* **TEXTE PRÉSENTÉ**
━━━━━━━━━━━━━━━━

9Il m’est arrivé alors que j’étais dans un aéroport de voir un employé prendre un panneau placé le long du mur afin de le disposer un peu plus loin. Étant le témoin d’une telle manœuvre, je n’ai pu m’empêcher de douter du bien-fondé de l’interprétation que j’en avais faite lorsque je l’avais aperçu pour la première fois. Dans un tel contexte, le doute est parfaitement légitime. Toutefois, cette expérience ne m’autorise d’aucune manière à tirer la conclusion qu’il est juste de douter de la signification de tout panneau pouvant être déplacé d’un endroit à un autre16.
10Au final, ce que Wittgenstein rejette, c’est la prémisse au fondement du doute sceptique selon laquelle « ce qui se produit parfois pourrait se produire toujours »17. Certes, le témoignage de nos sens peut nous induire en erreur. Par contre, supposer qu’une erreur systématique soit possible sous prétexte que ce qui se « produit parfois pourrait se produire toujours », c’est complètement vider de son sens la notion d’expérience perceptuelle tout comme celle de doute. Comme le note Wittgenstein en prenant l’exemple de l’ordre : « Parfois, les ordres qu’on donne ne sont pas suivis. Mais à quoi cela ressemblerait-il s’ils ne l’étaient jamais ? Le concept d’ « ordre » aurait perdu son but »18. À l’instar de l’ordre, la perception ne serait plus une perception si elle nous trompait systématiquement.

━━━━━━━━━━━━━━━━

[Données d'expressions référentielles basées sur des photos]
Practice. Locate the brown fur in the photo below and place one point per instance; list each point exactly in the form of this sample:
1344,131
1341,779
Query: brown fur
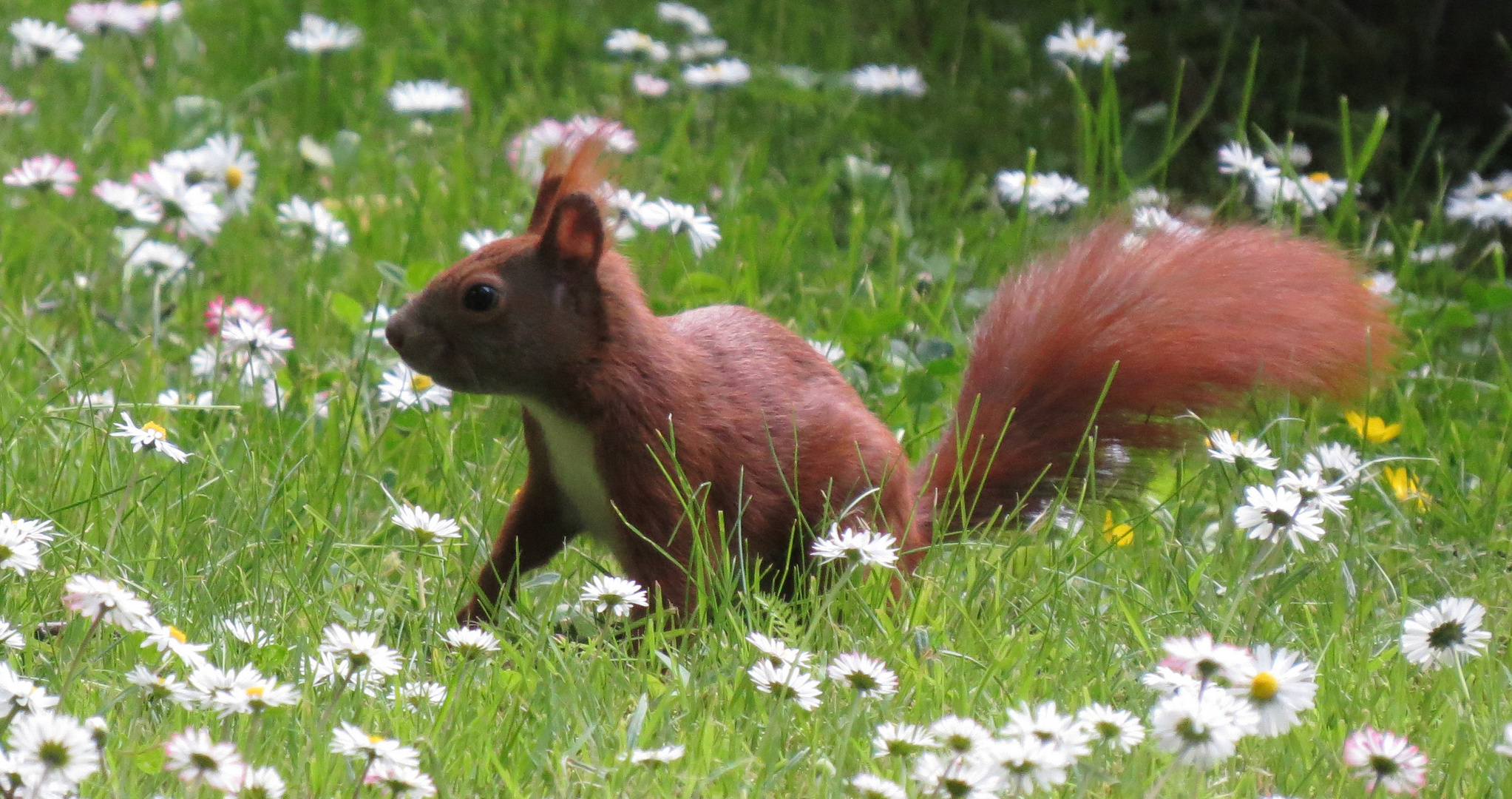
765,441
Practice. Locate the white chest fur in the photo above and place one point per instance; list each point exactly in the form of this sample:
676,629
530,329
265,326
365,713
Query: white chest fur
569,445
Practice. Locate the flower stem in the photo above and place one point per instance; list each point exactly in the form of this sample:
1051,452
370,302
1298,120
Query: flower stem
79,655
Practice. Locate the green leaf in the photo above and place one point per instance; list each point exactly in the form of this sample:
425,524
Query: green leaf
348,311
390,272
421,273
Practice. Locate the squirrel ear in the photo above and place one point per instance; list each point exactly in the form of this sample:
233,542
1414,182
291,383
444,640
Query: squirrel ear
575,234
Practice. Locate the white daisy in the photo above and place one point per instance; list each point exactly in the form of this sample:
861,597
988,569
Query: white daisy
1224,445
901,741
787,681
1112,726
891,79
360,650
299,217
399,781
159,687
867,675
1484,203
18,551
172,639
1088,44
46,172
1505,748
194,755
228,170
664,754
55,748
472,642
350,741
1048,725
1277,686
688,17
649,85
260,783
1335,462
188,208
1386,760
1204,660
406,389
717,75
613,595
418,695
956,777
1238,159
626,41
20,695
475,240
129,200
868,786
106,601
960,736
1316,490
253,698
861,547
159,260
1444,635
427,97
37,40
778,651
1201,726
319,36
1270,513
427,527
10,107
1050,192
703,47
1027,763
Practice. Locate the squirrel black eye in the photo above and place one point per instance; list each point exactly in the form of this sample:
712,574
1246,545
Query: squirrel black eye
480,297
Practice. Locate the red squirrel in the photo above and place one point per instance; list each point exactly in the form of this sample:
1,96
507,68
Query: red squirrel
767,439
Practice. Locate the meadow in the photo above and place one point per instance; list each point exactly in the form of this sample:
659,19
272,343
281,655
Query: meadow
289,191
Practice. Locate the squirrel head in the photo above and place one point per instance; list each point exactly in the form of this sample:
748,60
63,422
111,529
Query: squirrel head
519,317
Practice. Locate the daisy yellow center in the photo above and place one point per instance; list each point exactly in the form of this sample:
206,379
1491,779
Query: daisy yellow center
1446,635
862,681
1192,733
1264,687
1278,518
53,754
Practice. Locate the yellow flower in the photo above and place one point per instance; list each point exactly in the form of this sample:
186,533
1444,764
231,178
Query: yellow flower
1406,488
1374,430
1118,535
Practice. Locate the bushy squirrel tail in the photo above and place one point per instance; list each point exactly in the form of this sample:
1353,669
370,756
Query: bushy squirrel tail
1121,335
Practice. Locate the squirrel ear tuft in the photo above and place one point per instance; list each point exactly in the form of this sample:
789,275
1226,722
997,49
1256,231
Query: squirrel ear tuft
575,232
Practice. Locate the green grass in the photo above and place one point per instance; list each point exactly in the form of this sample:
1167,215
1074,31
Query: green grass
282,518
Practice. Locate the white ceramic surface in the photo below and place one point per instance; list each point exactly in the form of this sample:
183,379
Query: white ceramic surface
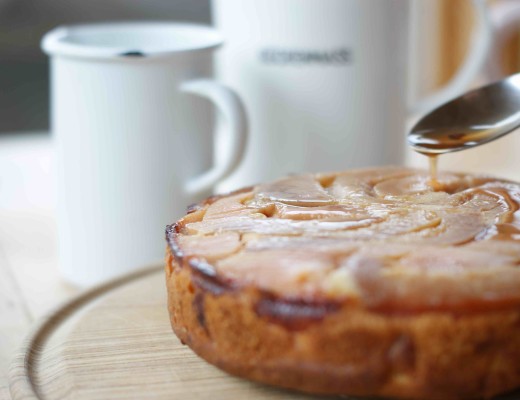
134,146
328,83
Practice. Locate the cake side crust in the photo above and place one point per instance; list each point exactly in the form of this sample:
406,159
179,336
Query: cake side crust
348,349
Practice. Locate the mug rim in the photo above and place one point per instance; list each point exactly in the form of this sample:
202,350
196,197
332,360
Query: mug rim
86,40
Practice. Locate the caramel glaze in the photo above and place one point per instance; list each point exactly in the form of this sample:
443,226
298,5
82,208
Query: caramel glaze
323,262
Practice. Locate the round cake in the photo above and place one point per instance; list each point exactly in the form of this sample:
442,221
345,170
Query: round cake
368,282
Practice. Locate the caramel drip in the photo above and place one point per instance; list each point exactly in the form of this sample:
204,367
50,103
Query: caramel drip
384,235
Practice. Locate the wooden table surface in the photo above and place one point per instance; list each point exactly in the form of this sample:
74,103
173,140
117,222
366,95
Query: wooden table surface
30,283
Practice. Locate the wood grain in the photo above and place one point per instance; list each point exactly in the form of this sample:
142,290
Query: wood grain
116,343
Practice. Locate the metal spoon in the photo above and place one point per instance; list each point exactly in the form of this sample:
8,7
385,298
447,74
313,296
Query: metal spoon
475,118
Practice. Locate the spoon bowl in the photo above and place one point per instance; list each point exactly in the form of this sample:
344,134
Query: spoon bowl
475,118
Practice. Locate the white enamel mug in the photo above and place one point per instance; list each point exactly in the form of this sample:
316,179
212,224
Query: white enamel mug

━━━━━━━━━━━━━━━━

* **CONSIGNE A**
Dans le texte sur le doute sceptique, quelle prémisse Wittgenstein rejette-t-il ?
* **CONSIGNE B**
Rédigez la suite du texte sur le doute sceptique à partir de sa dernière phrase, s'il vous plaît.

* **RÉPONSE ATTENDUE A**
La prémisse au fondement du doute sceptique selon laquelle « ce qui se produit parfois pourrait se produire toujours ».

* **RÉPONSE ATTENDUE B**
11Cette remarque grammaticale essentielle est étroitement liée à l’usage que fait Wittgenstein dans les Recherches de la notion de « circonstance normale ». Pour être plus précis, on ne peut considérer le doute sceptique comme étant légitime qu’à partir du moment où l’on renonce à prendre en compte la distinction pourtant capitale des circonstances normales et anormales. Il suffira ici de mentionner ce passage où Wittgenstein souligne que l’usage normal du langage ne prête généralement pas flanc au doute :
L’emploi des mots ne nous est clairement prescrit que dans les cas normaux. Nous savons ce que nous avons à dire dans tels et tels cas, nous n’en doutons pas. Mais plus on s’écarte de la normale, plus ce que nous avons à dire devient douteux. Et si les choses étaient tout autres qu’elles ne le sont en réalité, nos jeux de langage perdraient leur intérêt19.
12Selon une définition possible de ce qu’est la grammaire, on pourrait dire que cette dernière détermine les « coups » qui sont possibles au sein d’un certain jeu de langage. Lorsque nous nous trouvons dans le cas « normal » et « paradigmatique », il y a certains doutes qui sont automatiquement exclus en raison des règles qui gouvernent nos jeux de langage. En d’autres termes, le doute universel et généralisé n’est pas un « coup » qui est possible lorsqu’on décrit notre expérience perceptuelle.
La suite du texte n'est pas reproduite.